Comb through the entries for "below" and pull out each line that holds it.

→ **GIVEN DATA**
⟨
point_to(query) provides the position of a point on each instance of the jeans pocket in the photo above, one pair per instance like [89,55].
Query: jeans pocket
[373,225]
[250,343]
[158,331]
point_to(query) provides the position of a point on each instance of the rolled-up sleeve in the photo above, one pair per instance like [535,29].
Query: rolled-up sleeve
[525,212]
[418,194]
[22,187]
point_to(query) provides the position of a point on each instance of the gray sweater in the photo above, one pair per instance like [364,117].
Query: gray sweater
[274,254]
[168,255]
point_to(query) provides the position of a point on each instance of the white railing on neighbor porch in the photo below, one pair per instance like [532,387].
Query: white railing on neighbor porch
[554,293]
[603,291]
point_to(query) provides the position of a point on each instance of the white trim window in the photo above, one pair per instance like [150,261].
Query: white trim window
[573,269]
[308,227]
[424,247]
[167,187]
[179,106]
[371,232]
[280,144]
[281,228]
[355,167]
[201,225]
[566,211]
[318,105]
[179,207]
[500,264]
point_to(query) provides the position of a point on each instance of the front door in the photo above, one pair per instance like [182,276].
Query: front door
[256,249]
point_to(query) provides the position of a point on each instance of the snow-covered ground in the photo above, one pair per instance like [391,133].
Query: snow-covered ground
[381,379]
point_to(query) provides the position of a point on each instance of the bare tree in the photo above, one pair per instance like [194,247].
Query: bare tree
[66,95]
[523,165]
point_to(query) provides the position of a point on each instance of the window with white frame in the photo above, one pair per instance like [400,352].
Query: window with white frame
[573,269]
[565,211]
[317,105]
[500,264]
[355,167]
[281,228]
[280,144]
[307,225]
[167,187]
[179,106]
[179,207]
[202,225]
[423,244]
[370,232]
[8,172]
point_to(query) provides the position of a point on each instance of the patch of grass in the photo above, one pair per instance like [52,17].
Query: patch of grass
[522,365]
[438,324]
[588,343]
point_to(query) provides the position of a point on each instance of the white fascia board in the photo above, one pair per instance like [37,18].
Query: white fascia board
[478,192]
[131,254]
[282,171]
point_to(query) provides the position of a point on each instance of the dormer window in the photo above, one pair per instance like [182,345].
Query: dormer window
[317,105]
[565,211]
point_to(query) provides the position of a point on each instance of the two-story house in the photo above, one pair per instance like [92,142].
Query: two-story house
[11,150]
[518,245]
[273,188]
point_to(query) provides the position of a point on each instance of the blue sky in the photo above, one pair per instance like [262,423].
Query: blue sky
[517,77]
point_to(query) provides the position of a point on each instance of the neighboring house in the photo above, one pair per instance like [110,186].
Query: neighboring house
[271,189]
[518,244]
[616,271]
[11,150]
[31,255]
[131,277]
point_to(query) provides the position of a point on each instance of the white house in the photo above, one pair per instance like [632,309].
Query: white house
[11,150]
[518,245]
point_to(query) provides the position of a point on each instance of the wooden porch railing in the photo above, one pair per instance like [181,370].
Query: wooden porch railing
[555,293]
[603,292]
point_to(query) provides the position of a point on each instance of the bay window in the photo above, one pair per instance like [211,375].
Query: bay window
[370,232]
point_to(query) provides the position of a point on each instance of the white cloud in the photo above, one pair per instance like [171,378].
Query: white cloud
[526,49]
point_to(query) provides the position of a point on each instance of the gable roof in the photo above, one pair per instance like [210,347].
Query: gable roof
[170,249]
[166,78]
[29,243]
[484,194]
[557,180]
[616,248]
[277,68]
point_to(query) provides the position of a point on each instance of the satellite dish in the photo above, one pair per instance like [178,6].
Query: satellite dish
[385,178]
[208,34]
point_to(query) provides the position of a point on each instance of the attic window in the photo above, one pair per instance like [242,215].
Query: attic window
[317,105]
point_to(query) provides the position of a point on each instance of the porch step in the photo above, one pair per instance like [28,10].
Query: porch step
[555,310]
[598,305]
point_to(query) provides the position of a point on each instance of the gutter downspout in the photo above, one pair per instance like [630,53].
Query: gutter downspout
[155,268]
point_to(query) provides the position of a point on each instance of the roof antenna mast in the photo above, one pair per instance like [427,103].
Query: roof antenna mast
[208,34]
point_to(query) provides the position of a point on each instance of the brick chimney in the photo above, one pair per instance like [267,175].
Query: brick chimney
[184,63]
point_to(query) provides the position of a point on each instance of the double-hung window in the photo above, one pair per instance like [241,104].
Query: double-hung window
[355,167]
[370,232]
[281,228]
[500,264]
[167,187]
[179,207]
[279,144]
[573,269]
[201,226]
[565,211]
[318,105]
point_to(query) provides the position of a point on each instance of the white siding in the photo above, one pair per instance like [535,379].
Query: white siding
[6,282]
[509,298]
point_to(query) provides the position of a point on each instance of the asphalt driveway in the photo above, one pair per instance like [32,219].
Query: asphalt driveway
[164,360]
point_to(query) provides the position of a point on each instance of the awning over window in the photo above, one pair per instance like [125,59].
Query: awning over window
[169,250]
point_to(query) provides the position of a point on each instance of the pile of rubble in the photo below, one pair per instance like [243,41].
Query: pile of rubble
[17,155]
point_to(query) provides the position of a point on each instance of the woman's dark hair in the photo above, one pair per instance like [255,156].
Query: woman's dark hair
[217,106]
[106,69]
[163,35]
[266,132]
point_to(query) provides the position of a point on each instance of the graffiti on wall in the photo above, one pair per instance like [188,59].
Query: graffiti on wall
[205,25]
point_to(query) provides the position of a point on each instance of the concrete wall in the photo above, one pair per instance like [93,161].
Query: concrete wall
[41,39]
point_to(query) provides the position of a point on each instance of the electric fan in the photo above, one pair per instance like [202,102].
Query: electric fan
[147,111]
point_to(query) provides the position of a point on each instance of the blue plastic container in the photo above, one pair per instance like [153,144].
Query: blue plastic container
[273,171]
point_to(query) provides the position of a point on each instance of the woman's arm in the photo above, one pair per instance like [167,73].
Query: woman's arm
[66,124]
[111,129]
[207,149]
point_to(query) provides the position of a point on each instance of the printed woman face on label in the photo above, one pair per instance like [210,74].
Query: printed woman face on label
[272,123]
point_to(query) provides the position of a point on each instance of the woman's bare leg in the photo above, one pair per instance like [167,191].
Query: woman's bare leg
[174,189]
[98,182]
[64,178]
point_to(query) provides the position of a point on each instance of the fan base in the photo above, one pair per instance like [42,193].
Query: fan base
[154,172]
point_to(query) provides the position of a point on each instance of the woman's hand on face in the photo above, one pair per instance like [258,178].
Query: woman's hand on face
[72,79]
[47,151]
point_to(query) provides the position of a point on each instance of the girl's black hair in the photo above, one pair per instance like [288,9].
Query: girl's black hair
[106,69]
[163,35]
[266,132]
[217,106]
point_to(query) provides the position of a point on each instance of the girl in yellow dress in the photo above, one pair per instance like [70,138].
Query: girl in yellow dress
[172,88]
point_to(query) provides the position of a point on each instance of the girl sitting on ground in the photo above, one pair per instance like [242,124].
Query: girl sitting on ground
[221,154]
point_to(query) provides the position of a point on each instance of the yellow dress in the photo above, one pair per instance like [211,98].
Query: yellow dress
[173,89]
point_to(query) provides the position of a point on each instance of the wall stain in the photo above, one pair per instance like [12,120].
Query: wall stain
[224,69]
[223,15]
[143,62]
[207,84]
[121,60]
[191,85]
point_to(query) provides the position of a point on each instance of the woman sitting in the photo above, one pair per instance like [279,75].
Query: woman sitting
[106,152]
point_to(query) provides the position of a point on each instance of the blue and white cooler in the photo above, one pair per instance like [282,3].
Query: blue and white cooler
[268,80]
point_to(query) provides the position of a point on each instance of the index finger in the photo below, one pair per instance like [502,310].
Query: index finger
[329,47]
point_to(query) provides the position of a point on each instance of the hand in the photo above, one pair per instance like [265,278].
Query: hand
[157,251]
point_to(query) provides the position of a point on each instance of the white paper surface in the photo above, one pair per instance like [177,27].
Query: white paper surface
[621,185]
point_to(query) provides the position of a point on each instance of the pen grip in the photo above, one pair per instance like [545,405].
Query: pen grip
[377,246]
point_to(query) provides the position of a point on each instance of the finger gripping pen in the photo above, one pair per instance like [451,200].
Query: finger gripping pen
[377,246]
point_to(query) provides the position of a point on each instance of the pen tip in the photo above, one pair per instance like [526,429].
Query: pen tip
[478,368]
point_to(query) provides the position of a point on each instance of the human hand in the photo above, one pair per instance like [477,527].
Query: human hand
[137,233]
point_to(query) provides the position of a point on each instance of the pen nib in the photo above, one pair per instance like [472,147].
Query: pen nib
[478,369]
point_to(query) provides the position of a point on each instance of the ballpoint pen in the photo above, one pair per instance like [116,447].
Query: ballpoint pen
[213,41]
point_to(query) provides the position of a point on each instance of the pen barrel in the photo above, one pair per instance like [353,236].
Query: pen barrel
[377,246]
⟩
→ **THE COMPLETED TASK**
point_to(query) provides the position of a point on each instance of the white railing on neighbor porch in the photo below, one pair per instance like [532,387].
point_to(query) provides the position of a point on each instance of the pile of rubble in the photo below, one pair per instance like [243,41].
point_to(query) provides the position of a point on each instance of the index finger in the photo below, one pair per instance like [502,310].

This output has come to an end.